ESTRATTO DEL DOCUMENTO =>
-=-=-=-=-
Lo stesso Pisacane andò personalmente a tastare il
terreno prima della partenza, in cerca di armi e
aderenti, rimanendo fortemente deluso (il 13 giugno
scrisse al patriota siciliano Rosolino Pilo che le
speranze erano debolissime) senza per questo
desistere dai suoi propositi. Come meta della
spedizione fu scelto l’estremo lembo del Cilento, il
più arretrato dal punto di vista economico e
politico per la forte oppressione borbonica, nella
speranza che le masse contadine si sarebbero destate
al grido di rivolta. La realtà era invece ben
diversa.
Il 25 giugno 1857 Pisacane s’imbarcò
a Genova sul piroscafo Cagliari diretto a
Tunisi; ad accompagnarlo c’erano 24 patrioti.
-=-=-=-=-
DATI DELL'ESERCIZIO =>
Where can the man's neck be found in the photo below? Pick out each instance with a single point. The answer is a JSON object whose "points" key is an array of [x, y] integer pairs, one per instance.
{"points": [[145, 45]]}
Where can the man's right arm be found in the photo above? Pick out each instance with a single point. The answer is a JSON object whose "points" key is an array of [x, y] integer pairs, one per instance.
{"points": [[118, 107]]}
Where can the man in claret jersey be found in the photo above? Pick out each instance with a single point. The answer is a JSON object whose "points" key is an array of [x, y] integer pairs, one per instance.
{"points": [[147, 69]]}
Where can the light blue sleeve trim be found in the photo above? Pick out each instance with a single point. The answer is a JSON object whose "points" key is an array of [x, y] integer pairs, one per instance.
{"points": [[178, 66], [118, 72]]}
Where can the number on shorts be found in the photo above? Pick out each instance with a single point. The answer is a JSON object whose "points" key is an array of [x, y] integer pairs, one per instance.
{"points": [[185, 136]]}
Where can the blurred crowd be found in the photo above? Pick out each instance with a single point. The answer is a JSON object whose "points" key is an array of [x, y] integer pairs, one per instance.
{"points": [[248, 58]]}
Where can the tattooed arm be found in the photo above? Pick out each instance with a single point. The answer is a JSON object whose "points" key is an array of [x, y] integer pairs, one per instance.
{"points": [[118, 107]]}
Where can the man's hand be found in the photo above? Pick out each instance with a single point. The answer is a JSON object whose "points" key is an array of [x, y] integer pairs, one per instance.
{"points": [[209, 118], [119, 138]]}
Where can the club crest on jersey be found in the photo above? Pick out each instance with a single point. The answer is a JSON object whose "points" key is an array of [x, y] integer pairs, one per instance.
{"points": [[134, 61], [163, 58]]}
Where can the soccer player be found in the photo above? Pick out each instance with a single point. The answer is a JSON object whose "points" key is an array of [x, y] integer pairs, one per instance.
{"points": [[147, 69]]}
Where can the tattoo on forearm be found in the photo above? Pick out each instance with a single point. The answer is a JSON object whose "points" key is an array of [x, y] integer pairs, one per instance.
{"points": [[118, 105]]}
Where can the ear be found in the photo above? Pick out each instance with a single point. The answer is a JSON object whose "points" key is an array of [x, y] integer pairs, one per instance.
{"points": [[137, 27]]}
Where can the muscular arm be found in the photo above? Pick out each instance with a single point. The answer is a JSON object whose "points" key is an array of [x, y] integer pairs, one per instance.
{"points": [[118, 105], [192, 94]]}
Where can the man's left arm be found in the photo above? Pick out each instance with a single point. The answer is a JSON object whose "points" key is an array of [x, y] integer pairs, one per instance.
-=-=-=-=-
SFIDE PROPOSTE =>
1: Nell'estratto sulla spedizione di Pisacane, su quale piroscafo si imbarcò Pisacane a Genova il 25 giugno 1857?
2: Trascriva senza alcuna modifica le righe dei record a partire da quella che contiene "Where can the muscular" e fino alla fine dei record, estremi compresi.

RISPOSTE ALL'ESERCIZIO =>
1: Sul piroscafo Cagliari.

2:
Where can the muscular arm be found in the photo above? Pick out each instance with a single point. The answer is a JSON object whose "points" key is an array of [x, y] integer pairs, one per instance.
{"points": [[118, 105], [192, 94]]}
Where can the man's left arm be found in the photo above? Pick out each instance with a single point. The answer is a JSON object whose "points" key is an array of [x, y] integer pairs, one per instance.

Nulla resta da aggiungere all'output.